Description of the task ▸
Every record below should appear in your answer, copied exactly.

Dataset extract ▸
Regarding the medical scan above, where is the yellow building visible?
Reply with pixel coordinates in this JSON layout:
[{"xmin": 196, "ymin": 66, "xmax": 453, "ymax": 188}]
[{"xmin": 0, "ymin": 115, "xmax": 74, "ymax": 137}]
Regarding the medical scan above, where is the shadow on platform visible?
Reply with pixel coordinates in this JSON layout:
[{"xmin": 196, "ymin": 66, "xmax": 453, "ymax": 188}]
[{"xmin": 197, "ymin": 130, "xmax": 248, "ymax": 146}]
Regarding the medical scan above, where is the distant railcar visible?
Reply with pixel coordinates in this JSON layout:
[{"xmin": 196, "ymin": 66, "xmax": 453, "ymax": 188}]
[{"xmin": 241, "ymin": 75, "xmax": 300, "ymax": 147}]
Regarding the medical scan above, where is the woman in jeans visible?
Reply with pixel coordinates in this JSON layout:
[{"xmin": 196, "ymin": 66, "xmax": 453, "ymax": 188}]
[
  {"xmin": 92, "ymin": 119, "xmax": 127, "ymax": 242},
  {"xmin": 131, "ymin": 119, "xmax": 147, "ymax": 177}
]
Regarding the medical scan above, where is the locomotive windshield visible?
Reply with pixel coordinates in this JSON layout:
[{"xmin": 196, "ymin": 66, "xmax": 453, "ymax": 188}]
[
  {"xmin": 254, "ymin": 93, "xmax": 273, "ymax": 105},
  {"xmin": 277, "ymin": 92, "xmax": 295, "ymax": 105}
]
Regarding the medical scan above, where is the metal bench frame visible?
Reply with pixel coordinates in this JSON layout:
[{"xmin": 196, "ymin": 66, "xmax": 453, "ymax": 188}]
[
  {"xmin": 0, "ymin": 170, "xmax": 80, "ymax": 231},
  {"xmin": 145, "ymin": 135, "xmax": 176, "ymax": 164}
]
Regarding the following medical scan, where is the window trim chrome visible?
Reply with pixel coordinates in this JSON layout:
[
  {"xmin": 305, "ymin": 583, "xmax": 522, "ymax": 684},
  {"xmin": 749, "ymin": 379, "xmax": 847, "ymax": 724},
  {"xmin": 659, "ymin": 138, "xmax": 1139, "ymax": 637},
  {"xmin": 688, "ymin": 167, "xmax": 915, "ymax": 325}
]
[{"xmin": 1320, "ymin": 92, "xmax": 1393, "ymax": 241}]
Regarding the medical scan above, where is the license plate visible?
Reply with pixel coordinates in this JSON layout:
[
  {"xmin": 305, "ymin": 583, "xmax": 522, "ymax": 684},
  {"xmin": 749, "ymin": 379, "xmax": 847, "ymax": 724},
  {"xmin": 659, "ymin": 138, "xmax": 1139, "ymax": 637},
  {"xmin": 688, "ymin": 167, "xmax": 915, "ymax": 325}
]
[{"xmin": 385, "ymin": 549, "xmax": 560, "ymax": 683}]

Answer ▸
Regarding the medical scan above, where is the yellow building visible?
Reply with pixel coordinates in this JSON layout:
[{"xmin": 196, "ymin": 66, "xmax": 453, "ymax": 188}]
[{"xmin": 0, "ymin": 115, "xmax": 74, "ymax": 137}]
Regarding the medical scan above, where is the shadow on platform visible?
Reply with pixel coordinates in this JSON layout:
[{"xmin": 196, "ymin": 66, "xmax": 453, "ymax": 188}]
[{"xmin": 197, "ymin": 130, "xmax": 248, "ymax": 146}]
Regarding the medical scan above, where is the distant railcar visible?
Reply with pixel coordinates in this JSON layout:
[{"xmin": 196, "ymin": 66, "xmax": 453, "ymax": 188}]
[{"xmin": 241, "ymin": 75, "xmax": 300, "ymax": 147}]
Regarding the medical scan above, where is the woman in jeans visible?
Reply with pixel coordinates in this JSON layout:
[{"xmin": 196, "ymin": 66, "xmax": 453, "ymax": 188}]
[
  {"xmin": 92, "ymin": 119, "xmax": 127, "ymax": 242},
  {"xmin": 131, "ymin": 119, "xmax": 147, "ymax": 177}
]
Regarding the medical scan above, where is the locomotive windshield visible?
Reply with pixel coordinates in this JSON layout:
[{"xmin": 196, "ymin": 66, "xmax": 453, "ymax": 188}]
[
  {"xmin": 254, "ymin": 93, "xmax": 273, "ymax": 105},
  {"xmin": 277, "ymin": 92, "xmax": 295, "ymax": 105}
]
Regarding the medical scan above, where is the metal bench frame visible?
Reply with pixel coordinates in this JSON layout:
[{"xmin": 196, "ymin": 66, "xmax": 453, "ymax": 188}]
[
  {"xmin": 0, "ymin": 170, "xmax": 80, "ymax": 231},
  {"xmin": 145, "ymin": 135, "xmax": 176, "ymax": 164}
]
Regarding the following medical scan, where is the window trim chrome visible?
Reply with pixel coordinates in this JSON layout:
[
  {"xmin": 305, "ymin": 583, "xmax": 522, "ymax": 684},
  {"xmin": 749, "ymin": 379, "xmax": 847, "ymax": 724},
  {"xmin": 659, "ymin": 138, "xmax": 1139, "ymax": 637},
  {"xmin": 688, "ymin": 167, "xmax": 915, "ymax": 325}
]
[{"xmin": 1320, "ymin": 92, "xmax": 1393, "ymax": 241}]
Regarding the medical scan above, where is the license plate visible?
Reply with pixel coordinates in this JSON layout:
[
  {"xmin": 305, "ymin": 583, "xmax": 522, "ymax": 684},
  {"xmin": 749, "ymin": 379, "xmax": 847, "ymax": 724},
  {"xmin": 659, "ymin": 138, "xmax": 1139, "ymax": 637},
  {"xmin": 688, "ymin": 167, "xmax": 915, "ymax": 325}
]
[{"xmin": 385, "ymin": 549, "xmax": 560, "ymax": 683}]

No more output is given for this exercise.